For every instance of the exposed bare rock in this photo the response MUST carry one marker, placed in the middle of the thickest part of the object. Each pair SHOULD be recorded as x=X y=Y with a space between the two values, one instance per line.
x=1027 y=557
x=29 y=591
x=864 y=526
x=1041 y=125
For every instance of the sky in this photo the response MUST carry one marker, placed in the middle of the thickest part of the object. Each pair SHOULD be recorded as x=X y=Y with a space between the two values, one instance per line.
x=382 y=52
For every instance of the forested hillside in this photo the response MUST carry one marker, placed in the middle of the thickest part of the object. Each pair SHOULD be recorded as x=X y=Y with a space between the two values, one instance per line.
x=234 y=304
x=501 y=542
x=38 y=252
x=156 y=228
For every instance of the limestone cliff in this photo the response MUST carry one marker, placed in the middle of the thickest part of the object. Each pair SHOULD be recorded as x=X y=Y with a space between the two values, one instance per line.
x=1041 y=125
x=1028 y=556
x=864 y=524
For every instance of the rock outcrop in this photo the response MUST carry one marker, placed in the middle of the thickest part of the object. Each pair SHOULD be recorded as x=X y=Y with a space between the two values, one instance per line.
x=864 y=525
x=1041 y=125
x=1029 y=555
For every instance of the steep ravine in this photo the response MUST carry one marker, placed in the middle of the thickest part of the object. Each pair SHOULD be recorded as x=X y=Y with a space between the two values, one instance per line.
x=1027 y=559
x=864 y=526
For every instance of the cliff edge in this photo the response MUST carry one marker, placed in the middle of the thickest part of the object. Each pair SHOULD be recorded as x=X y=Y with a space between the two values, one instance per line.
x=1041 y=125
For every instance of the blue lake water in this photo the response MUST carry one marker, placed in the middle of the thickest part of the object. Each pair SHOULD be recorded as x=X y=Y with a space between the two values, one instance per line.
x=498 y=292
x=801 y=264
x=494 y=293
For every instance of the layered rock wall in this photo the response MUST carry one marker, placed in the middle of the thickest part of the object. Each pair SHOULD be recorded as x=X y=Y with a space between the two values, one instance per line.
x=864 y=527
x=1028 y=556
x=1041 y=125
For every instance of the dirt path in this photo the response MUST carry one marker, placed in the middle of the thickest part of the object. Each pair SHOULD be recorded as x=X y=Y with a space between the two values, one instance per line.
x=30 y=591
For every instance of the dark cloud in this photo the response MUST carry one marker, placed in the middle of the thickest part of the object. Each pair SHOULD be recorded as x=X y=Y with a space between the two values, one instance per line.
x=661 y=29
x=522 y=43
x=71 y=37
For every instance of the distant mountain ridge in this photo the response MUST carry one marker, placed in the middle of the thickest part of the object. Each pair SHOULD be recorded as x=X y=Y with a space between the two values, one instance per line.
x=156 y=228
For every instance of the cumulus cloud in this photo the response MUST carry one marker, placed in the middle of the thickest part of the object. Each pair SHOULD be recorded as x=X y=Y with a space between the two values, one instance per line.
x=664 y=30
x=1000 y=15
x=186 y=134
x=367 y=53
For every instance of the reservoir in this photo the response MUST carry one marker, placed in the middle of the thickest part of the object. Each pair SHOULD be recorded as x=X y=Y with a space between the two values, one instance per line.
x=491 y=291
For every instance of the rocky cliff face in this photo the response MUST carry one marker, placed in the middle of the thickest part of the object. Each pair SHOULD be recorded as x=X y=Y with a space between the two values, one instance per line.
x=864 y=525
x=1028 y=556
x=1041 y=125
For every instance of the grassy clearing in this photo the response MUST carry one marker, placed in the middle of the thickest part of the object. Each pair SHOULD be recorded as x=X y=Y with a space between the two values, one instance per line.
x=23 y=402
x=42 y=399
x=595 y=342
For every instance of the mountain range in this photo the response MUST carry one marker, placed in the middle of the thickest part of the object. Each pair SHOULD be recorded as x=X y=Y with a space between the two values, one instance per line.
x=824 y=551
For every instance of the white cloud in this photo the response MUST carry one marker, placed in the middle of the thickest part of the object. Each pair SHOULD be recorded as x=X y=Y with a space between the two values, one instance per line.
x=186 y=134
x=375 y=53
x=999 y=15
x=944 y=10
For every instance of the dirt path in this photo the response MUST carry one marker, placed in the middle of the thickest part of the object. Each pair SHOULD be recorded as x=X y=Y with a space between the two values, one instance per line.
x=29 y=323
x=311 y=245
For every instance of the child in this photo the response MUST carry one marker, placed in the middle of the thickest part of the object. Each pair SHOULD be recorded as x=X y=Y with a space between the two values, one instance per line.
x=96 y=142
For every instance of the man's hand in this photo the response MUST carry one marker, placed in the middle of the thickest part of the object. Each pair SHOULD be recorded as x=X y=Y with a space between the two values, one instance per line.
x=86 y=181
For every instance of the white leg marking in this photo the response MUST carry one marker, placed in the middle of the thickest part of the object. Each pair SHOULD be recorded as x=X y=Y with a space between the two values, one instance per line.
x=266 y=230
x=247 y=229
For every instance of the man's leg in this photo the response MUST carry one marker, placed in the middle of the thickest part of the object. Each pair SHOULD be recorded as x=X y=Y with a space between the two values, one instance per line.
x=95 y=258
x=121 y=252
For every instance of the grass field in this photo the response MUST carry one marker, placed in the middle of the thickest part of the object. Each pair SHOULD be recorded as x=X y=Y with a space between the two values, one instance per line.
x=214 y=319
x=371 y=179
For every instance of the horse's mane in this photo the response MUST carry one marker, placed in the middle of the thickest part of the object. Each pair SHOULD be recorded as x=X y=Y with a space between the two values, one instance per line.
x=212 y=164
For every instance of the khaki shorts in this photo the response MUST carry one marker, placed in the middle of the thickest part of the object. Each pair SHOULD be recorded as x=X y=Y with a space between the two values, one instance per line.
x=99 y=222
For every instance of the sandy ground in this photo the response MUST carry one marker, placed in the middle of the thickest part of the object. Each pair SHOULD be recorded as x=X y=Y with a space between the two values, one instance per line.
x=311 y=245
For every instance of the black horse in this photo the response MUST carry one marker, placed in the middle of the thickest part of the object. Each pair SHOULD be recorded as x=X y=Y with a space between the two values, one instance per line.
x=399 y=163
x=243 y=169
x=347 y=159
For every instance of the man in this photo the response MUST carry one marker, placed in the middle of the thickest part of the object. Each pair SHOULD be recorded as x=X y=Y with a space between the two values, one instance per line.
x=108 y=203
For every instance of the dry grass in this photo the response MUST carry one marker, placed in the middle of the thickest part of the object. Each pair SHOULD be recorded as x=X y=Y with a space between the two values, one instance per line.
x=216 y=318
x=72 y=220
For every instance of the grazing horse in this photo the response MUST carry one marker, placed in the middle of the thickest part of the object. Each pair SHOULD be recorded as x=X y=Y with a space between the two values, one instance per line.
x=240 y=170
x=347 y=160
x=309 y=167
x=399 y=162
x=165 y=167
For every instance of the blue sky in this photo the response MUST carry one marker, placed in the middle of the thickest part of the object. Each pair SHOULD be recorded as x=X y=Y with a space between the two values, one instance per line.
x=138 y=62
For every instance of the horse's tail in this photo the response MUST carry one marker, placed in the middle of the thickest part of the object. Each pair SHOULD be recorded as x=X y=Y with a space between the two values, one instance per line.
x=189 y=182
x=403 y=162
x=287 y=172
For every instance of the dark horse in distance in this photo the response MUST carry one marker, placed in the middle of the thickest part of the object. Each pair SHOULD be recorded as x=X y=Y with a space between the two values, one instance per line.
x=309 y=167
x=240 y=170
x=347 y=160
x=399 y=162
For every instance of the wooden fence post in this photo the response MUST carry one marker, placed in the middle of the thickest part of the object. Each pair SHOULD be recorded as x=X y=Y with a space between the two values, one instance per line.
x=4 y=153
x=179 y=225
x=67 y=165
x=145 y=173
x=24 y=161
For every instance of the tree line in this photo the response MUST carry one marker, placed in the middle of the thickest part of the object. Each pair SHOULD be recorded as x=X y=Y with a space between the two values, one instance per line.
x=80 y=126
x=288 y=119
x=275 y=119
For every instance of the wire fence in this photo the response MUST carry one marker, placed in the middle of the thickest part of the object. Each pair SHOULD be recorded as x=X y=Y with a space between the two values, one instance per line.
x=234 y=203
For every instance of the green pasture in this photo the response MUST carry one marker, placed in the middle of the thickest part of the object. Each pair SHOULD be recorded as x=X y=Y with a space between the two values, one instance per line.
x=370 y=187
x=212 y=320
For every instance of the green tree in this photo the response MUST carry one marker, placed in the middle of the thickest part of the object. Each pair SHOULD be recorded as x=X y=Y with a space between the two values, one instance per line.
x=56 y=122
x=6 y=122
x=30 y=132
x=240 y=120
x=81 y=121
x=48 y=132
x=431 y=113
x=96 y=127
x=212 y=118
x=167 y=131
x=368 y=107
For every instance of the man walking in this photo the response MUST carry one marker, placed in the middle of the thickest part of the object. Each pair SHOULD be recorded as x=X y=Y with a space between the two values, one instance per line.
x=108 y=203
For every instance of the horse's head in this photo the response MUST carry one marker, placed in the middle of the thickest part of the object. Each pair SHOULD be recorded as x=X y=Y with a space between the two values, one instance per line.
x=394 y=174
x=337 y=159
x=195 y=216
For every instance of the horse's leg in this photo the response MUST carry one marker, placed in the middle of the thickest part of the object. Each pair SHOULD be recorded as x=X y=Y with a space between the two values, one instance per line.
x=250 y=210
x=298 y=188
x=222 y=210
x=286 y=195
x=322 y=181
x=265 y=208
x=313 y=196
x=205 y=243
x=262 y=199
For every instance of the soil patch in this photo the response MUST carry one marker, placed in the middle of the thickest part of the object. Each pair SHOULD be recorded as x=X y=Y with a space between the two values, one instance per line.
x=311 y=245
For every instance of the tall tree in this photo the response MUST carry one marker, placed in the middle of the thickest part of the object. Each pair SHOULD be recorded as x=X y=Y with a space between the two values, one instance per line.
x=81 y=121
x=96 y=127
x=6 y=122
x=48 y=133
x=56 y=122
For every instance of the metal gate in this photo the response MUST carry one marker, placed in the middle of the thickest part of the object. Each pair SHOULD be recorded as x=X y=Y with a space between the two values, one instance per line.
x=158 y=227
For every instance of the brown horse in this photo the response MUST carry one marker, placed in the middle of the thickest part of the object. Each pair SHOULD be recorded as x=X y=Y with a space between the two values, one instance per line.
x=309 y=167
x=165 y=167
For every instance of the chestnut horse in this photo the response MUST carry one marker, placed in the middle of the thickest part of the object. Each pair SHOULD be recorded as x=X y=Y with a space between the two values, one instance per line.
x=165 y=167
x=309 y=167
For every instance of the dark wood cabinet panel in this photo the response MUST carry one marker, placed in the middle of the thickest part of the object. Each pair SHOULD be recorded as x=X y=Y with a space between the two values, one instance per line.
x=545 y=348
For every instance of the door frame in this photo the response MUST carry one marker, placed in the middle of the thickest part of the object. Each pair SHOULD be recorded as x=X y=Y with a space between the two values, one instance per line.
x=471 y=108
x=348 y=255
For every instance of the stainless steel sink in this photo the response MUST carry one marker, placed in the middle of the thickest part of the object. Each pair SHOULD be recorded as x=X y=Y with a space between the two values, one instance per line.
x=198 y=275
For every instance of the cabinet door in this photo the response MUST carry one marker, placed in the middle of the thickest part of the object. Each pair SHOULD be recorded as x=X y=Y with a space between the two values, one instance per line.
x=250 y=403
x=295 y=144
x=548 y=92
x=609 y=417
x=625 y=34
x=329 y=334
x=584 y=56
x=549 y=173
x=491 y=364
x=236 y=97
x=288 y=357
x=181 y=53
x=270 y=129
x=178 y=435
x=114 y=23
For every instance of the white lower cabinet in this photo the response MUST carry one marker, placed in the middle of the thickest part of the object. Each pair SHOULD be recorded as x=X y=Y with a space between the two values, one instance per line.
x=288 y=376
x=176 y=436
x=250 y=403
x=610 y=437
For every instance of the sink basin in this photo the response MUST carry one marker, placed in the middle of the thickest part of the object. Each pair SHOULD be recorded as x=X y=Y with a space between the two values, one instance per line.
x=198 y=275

******

> **PROBLEM**
Restate the final lines of the listing above word for word, beginning at the line that contains "For every instance of the cabinet".

> **WRITTEN ANSWER**
For every instance of the cabinet door in this photo the response MUST carry one marker, placed in the middle of the thickest part of the object. Each pair SHOULD be recorded as x=X y=Y with a space between the two values, one instance per line.
x=250 y=403
x=295 y=144
x=548 y=92
x=609 y=417
x=625 y=34
x=329 y=334
x=584 y=56
x=549 y=173
x=491 y=364
x=236 y=97
x=288 y=357
x=181 y=53
x=270 y=129
x=178 y=435
x=114 y=23
For every instance of the white lower cabinet in this photo the response MUST carry one marker, placed in the middle of the thickest part of the object. Each pair SHOULD be recorded as x=X y=Y with a space between the two values, one instance per line.
x=288 y=376
x=176 y=436
x=250 y=403
x=610 y=437
For every instance of the sink basin in this photo the response MUST carry one marker, placed in the middle of the thickest part of the object. Each pair SHOULD be recorded as x=X y=Y with a space between the two values, one instance per line.
x=198 y=275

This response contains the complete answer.